====== Study material

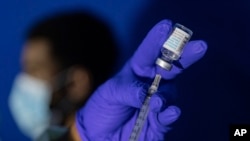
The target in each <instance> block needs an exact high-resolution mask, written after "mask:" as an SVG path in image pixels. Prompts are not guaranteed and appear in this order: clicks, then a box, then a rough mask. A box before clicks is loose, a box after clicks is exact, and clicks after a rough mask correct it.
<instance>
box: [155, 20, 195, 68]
mask: <svg viewBox="0 0 250 141" xmlns="http://www.w3.org/2000/svg"><path fill="white" fill-rule="evenodd" d="M192 34H193V32H192V31H191V30H190V29H188V28H186V27H185V26H183V25H181V24H178V23H177V24H175V26H174V28H173V31H172V33H171V34H170V36H169V38H168V39H167V40H166V41H165V43H164V44H163V47H162V49H161V57H160V58H157V60H156V64H157V65H158V66H160V67H161V68H163V69H165V70H168V71H170V70H171V69H172V63H173V61H176V60H179V58H180V56H181V54H182V51H183V48H184V46H185V44H186V43H187V42H188V41H189V39H190V38H191V36H192Z"/></svg>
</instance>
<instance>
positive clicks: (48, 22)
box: [9, 10, 117, 141]
mask: <svg viewBox="0 0 250 141" xmlns="http://www.w3.org/2000/svg"><path fill="white" fill-rule="evenodd" d="M116 56H117V51H116V43H115V41H114V40H113V36H112V33H111V30H110V29H109V26H108V25H107V24H106V23H105V22H104V21H102V20H100V19H98V18H97V17H95V16H94V15H92V14H90V13H86V12H83V11H81V10H80V11H75V12H63V13H57V14H53V15H52V16H49V17H46V18H44V19H41V20H39V21H38V22H36V23H35V24H34V25H33V26H32V27H31V28H30V29H29V30H28V32H27V35H26V39H25V41H24V48H23V51H22V57H21V66H22V70H21V72H20V73H19V74H18V75H17V77H16V79H15V80H14V84H13V88H12V91H11V94H10V97H9V107H10V110H11V112H12V115H13V117H14V119H15V121H16V124H17V125H18V127H19V128H20V130H21V131H22V132H23V133H24V134H25V135H27V136H28V137H30V138H31V139H32V140H43V141H45V140H53V139H52V138H56V137H57V136H60V135H61V134H62V133H64V132H66V131H67V129H68V127H70V126H71V124H72V123H73V122H74V115H75V112H76V111H77V109H78V108H79V107H81V106H83V105H84V103H85V101H86V100H87V99H88V98H89V96H90V95H91V93H92V92H93V90H95V89H96V88H97V87H98V86H99V85H100V84H101V83H103V82H104V81H105V80H106V79H107V78H108V77H109V76H110V75H111V74H112V71H113V68H114V65H115V61H116ZM54 125H55V126H54ZM60 127H64V128H60ZM51 130H52V131H51ZM51 132H52V133H54V134H53V135H51ZM48 136H53V137H48Z"/></svg>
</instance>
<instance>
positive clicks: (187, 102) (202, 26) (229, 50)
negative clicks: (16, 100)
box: [0, 0, 250, 141]
mask: <svg viewBox="0 0 250 141" xmlns="http://www.w3.org/2000/svg"><path fill="white" fill-rule="evenodd" d="M79 6H80V7H82V8H84V9H86V10H89V11H91V12H94V13H95V14H98V15H100V16H101V17H102V18H103V19H105V20H107V21H108V22H109V23H110V24H111V25H112V27H113V28H112V30H113V32H114V34H115V35H116V39H117V41H118V42H119V45H120V51H121V52H122V55H121V58H120V63H119V64H118V65H119V66H122V65H123V64H124V62H125V60H126V59H128V58H129V57H130V56H131V55H132V53H133V51H134V50H135V49H136V47H137V46H138V45H139V44H140V42H141V41H142V39H143V38H144V37H145V35H146V33H147V32H148V30H149V29H150V28H151V27H152V26H153V25H154V24H155V23H157V22H158V21H160V20H161V19H164V18H168V19H171V20H173V22H179V23H182V24H184V25H186V26H187V27H189V28H190V29H192V30H193V31H194V36H193V39H204V40H205V41H206V42H207V43H208V46H209V49H208V52H207V54H206V56H205V57H204V58H203V59H202V60H200V61H199V62H198V63H196V64H195V65H193V66H191V67H190V68H188V69H187V70H186V71H185V72H184V73H183V74H182V75H180V76H178V77H177V79H176V80H177V81H176V82H177V84H178V85H177V87H178V90H179V96H178V98H177V103H176V105H178V106H179V107H180V108H181V109H182V116H181V118H180V119H179V120H178V121H177V122H176V123H175V124H174V125H173V127H174V130H172V131H171V132H169V134H168V140H170V141H171V140H175V141H179V140H180V141H182V140H192V141H211V140H218V141H224V140H225V141H226V140H229V139H228V138H229V125H230V124H242V123H243V124H247V123H248V124H250V102H248V101H249V99H250V87H249V84H250V81H249V80H250V55H249V52H250V46H249V42H250V34H249V33H250V32H249V31H250V28H249V24H250V3H249V2H248V1H236V0H231V1H226V0H220V1H216V2H214V1H211V0H192V1H185V0H156V1H145V0H144V1H143V0H136V1H134V0H126V1H125V0H120V1H115V0H106V1H102V0H89V1H87V0H60V1H49V0H36V1H32V0H22V1H18V0H9V1H1V2H0V13H1V14H0V19H1V21H0V140H1V141H14V140H19V141H25V140H28V139H27V138H26V137H24V136H23V135H22V134H21V133H20V132H19V131H18V129H17V127H16V125H15V124H14V121H13V119H12V117H11V115H10V112H9V109H8V105H7V104H8V103H7V102H8V101H7V98H8V95H9V92H10V89H11V85H12V81H13V79H14V77H15V75H16V74H17V73H18V71H19V70H20V64H19V57H20V51H21V48H22V44H23V42H24V40H23V33H24V32H25V30H26V29H27V27H28V26H29V25H30V24H31V23H32V22H34V21H35V20H37V19H38V18H40V17H41V16H45V15H48V14H50V13H52V12H56V11H58V10H65V9H74V8H76V7H79Z"/></svg>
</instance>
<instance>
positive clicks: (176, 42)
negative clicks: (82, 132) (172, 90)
mask: <svg viewBox="0 0 250 141" xmlns="http://www.w3.org/2000/svg"><path fill="white" fill-rule="evenodd" d="M192 34H193V32H192V31H191V30H190V29H188V28H186V27H184V26H183V25H180V24H178V23H177V24H175V26H174V29H173V31H172V33H171V35H170V36H169V38H168V39H167V41H166V42H165V43H164V44H163V48H162V49H161V52H162V56H161V58H157V60H156V65H157V66H159V67H161V68H163V69H165V70H167V71H170V70H171V69H172V63H173V61H177V60H178V59H179V58H180V56H181V54H182V51H183V48H184V46H185V44H186V43H187V42H188V41H189V39H190V38H191V36H192ZM160 81H161V75H160V74H156V76H155V78H154V81H153V83H152V84H151V86H150V87H149V89H148V92H147V96H146V98H145V100H144V102H143V105H142V107H141V109H140V112H139V115H138V117H137V119H136V122H135V126H134V128H133V130H132V133H131V135H130V138H129V141H138V140H139V137H140V133H141V130H142V128H143V126H144V123H145V121H146V120H147V116H148V112H149V102H150V99H151V97H152V95H153V94H154V93H156V92H157V90H158V87H159V84H160Z"/></svg>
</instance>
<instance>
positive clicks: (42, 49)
mask: <svg viewBox="0 0 250 141" xmlns="http://www.w3.org/2000/svg"><path fill="white" fill-rule="evenodd" d="M23 57H24V58H26V59H31V60H34V59H35V60H37V59H45V60H46V58H47V59H48V58H51V56H50V43H49V41H48V40H46V39H44V38H37V39H32V40H28V41H27V42H26V43H25V44H24V49H23Z"/></svg>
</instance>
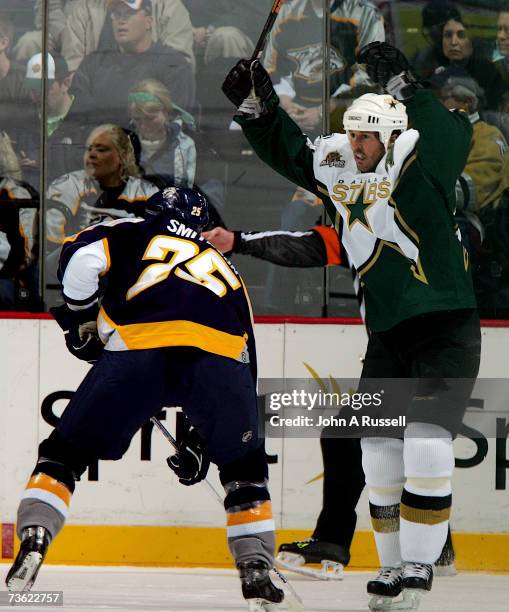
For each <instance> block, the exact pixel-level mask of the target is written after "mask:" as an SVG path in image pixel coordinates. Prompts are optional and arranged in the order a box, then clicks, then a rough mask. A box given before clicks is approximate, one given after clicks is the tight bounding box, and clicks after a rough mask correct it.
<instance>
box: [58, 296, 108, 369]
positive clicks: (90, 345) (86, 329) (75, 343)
mask: <svg viewBox="0 0 509 612" xmlns="http://www.w3.org/2000/svg"><path fill="white" fill-rule="evenodd" d="M50 312H51V314H52V315H53V317H54V318H55V321H56V322H57V323H58V324H59V325H60V327H61V328H62V330H63V332H64V336H65V344H66V346H67V350H68V351H69V352H70V353H71V354H72V355H74V356H75V357H77V358H78V359H81V360H82V361H88V363H94V362H95V361H97V359H99V357H100V356H101V355H102V352H103V350H104V344H103V343H102V341H101V339H100V338H99V335H98V334H97V315H98V313H99V306H98V304H94V305H93V306H89V307H88V308H84V309H82V310H71V309H70V308H69V306H67V304H62V305H61V306H54V307H53V308H50Z"/></svg>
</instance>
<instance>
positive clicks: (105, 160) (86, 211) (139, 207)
mask: <svg viewBox="0 0 509 612" xmlns="http://www.w3.org/2000/svg"><path fill="white" fill-rule="evenodd" d="M133 138H135V136H134V135H133V134H132V132H130V131H129V130H124V129H123V128H121V127H119V126H117V125H113V124H104V125H100V126H98V127H96V128H94V129H93V130H92V132H91V133H90V135H89V136H88V138H87V142H86V149H85V154H84V157H83V161H84V169H83V170H76V171H74V172H70V173H69V174H65V175H63V176H61V177H59V178H58V179H55V180H54V181H53V182H52V183H51V184H50V186H49V187H48V192H47V200H48V202H47V207H46V235H47V250H48V251H54V250H55V249H57V248H58V247H59V246H60V245H61V244H62V242H63V241H64V239H65V237H66V236H70V235H72V234H75V233H76V232H78V231H81V230H82V229H85V228H86V227H88V226H90V225H92V224H94V223H98V222H100V221H104V220H108V219H116V218H121V217H135V216H137V214H138V212H139V209H140V206H143V205H144V203H145V201H146V200H148V198H149V197H150V196H151V195H152V194H154V193H155V192H156V191H158V189H157V187H155V186H154V185H153V184H152V183H150V182H149V181H146V180H144V179H142V178H140V177H141V174H142V173H141V169H140V167H139V165H138V163H137V160H136V150H135V146H134V145H133V141H132V139H133Z"/></svg>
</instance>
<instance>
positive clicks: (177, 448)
mask: <svg viewBox="0 0 509 612" xmlns="http://www.w3.org/2000/svg"><path fill="white" fill-rule="evenodd" d="M150 420H151V421H152V423H153V424H154V425H155V426H156V427H157V429H159V431H160V432H161V433H162V434H163V436H164V437H165V438H166V439H167V440H168V442H169V443H170V444H171V445H172V446H173V448H174V449H175V450H176V451H177V452H178V446H177V441H176V440H175V438H174V437H173V436H172V435H171V433H170V432H169V431H168V430H167V429H166V427H165V426H164V425H163V424H162V423H161V421H160V420H159V419H158V418H157V417H151V419H150ZM203 482H204V483H205V484H206V485H208V487H209V489H210V492H211V493H212V495H213V496H214V497H215V498H216V499H217V501H218V502H219V503H220V504H221V507H222V506H223V498H222V497H221V496H220V495H219V493H218V492H217V491H216V489H215V488H214V487H213V486H212V485H211V484H210V482H209V481H208V480H207V479H206V478H204V479H203Z"/></svg>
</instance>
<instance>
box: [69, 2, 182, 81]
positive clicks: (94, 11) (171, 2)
mask: <svg viewBox="0 0 509 612" xmlns="http://www.w3.org/2000/svg"><path fill="white" fill-rule="evenodd" d="M138 4H140V5H141V2H134V1H131V0H128V5H132V6H134V7H135V8H136V9H137V8H139V7H138V6H137V5H138ZM150 4H151V9H152V17H153V18H154V28H153V30H152V36H153V40H154V42H157V41H159V42H161V43H162V44H164V45H167V46H168V47H172V48H173V49H176V50H177V51H180V52H182V53H183V54H184V55H185V57H186V59H187V61H188V62H189V63H191V65H193V66H194V55H193V28H192V25H191V20H190V19H189V13H188V12H187V10H186V9H185V7H184V5H183V4H182V2H181V0H151V2H150ZM132 6H131V8H132ZM107 17H108V8H107V1H106V0H87V1H86V2H77V3H76V4H75V5H74V7H73V8H72V10H71V11H70V12H69V14H68V16H67V28H66V29H65V30H64V32H63V34H62V55H63V56H64V57H65V59H66V60H67V63H68V64H69V68H70V69H71V70H72V71H75V70H77V68H78V66H79V65H80V64H81V62H82V61H83V59H84V58H85V57H86V56H87V55H90V53H93V52H94V51H97V50H101V49H103V48H104V37H105V30H106V29H109V28H110V27H111V26H109V24H107Z"/></svg>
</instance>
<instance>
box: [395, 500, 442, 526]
mask: <svg viewBox="0 0 509 612" xmlns="http://www.w3.org/2000/svg"><path fill="white" fill-rule="evenodd" d="M400 515H401V518H402V519H405V520H406V521H409V522H410V523H419V524H420V525H438V523H444V522H445V521H448V520H449V517H450V515H451V507H450V506H449V508H444V509H443V510H422V509H420V508H412V507H411V506H407V505H406V504H401V506H400Z"/></svg>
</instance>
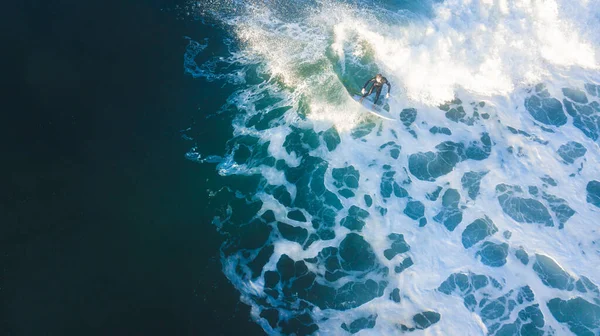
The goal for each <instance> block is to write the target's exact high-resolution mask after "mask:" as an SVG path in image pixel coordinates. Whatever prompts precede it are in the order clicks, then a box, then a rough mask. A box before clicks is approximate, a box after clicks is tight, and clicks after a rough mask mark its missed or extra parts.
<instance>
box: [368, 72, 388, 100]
mask: <svg viewBox="0 0 600 336" xmlns="http://www.w3.org/2000/svg"><path fill="white" fill-rule="evenodd" d="M371 82H373V85H372V86H371V88H370V89H369V92H367V93H365V94H364V95H363V98H364V97H366V96H368V95H370V94H371V93H373V89H375V90H377V91H376V93H377V95H376V96H375V101H374V103H375V104H377V100H379V95H380V94H381V89H382V88H383V84H387V86H388V93H390V90H391V89H392V85H390V82H388V80H387V78H385V77H382V78H381V82H378V81H377V77H373V78H371V79H369V80H368V81H367V82H366V83H365V85H364V86H363V89H364V88H366V87H367V85H369V83H371Z"/></svg>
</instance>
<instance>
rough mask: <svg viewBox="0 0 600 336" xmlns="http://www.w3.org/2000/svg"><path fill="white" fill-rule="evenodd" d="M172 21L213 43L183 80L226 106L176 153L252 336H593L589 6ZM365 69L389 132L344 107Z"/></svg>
mask: <svg viewBox="0 0 600 336" xmlns="http://www.w3.org/2000/svg"><path fill="white" fill-rule="evenodd" d="M179 13H180V15H182V16H183V17H185V18H186V20H192V21H194V22H196V24H197V25H201V26H205V27H211V29H214V30H215V31H218V32H219V33H218V34H213V35H211V36H208V35H202V36H201V34H200V35H198V36H189V37H188V38H187V40H186V43H187V46H186V48H185V51H183V52H182V53H181V65H182V69H183V72H184V75H185V76H187V77H189V78H192V79H194V80H196V81H198V82H201V83H212V84H211V85H212V86H211V87H212V88H214V90H215V91H214V94H215V95H218V94H220V93H221V94H222V93H223V92H224V91H223V90H229V91H227V92H228V93H227V94H226V98H225V99H224V101H223V102H221V103H220V104H219V106H218V107H217V108H211V107H210V106H209V105H207V106H206V107H203V106H202V105H200V107H199V110H200V111H202V115H203V119H199V120H197V121H196V122H194V123H192V124H191V125H189V128H183V129H182V132H181V136H182V138H183V140H182V141H184V142H186V143H187V145H188V148H189V151H187V154H185V158H186V159H187V160H189V161H191V162H194V163H197V164H198V165H199V166H201V167H204V168H206V167H209V168H210V169H211V170H212V171H213V172H216V173H218V176H219V178H218V179H217V178H214V179H211V183H210V186H209V187H207V188H206V190H197V192H198V193H206V194H207V195H208V196H209V197H208V202H209V205H208V206H207V210H208V211H210V216H211V218H212V227H211V228H205V229H206V230H218V232H219V233H221V234H222V236H223V237H224V239H225V241H224V243H223V244H222V246H221V252H220V262H221V263H222V271H223V273H224V274H225V276H226V277H227V278H228V279H229V281H231V283H232V284H233V285H234V287H235V289H236V290H237V292H238V294H239V296H240V299H241V301H243V302H244V303H245V304H247V305H249V306H251V311H250V313H249V314H250V316H251V318H252V320H253V321H254V322H255V323H256V324H258V325H260V327H261V328H262V329H263V330H264V332H265V333H267V334H273V335H276V334H286V335H292V334H296V335H307V334H320V335H347V334H360V335H398V334H401V333H410V334H414V335H598V334H600V291H599V288H598V285H599V284H600V269H599V268H598V266H599V265H600V170H599V163H600V148H599V146H598V138H599V136H600V2H599V1H597V0H581V1H571V0H547V1H530V0H515V1H505V0H497V1H491V0H446V1H367V0H365V1H326V0H314V1H311V0H307V1H276V0H271V1H233V0H232V1H199V2H190V3H188V5H187V6H185V8H180V9H179ZM376 73H382V74H383V75H384V76H385V77H387V79H388V80H389V81H390V82H391V85H392V89H391V98H390V99H389V101H387V103H388V104H389V106H390V112H391V113H392V114H393V115H394V116H395V118H397V120H396V121H387V120H382V119H378V118H375V117H373V116H372V115H370V114H368V113H366V112H365V111H364V110H363V109H362V107H361V106H360V105H359V104H357V103H356V102H355V101H354V100H353V99H352V95H353V94H356V93H357V92H359V91H360V89H361V87H362V84H363V83H364V82H365V81H366V80H368V79H369V78H371V77H373V75H374V74H376ZM384 90H385V89H384ZM214 120H219V121H220V122H215V121H214ZM216 127H221V129H219V128H216ZM213 134H218V136H216V137H217V139H219V138H218V137H219V136H220V137H226V139H224V141H222V143H223V144H222V145H221V146H222V147H220V146H217V145H216V144H218V143H219V142H218V141H216V140H214V139H215V136H214V135H213ZM215 141H216V142H215ZM215 147H216V148H215ZM181 160H183V158H181Z"/></svg>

============

State how many lines in the records above contain the string "exact", treating uppercase and lowercase as distinct. Give only the number.

▸ Output for this task: 3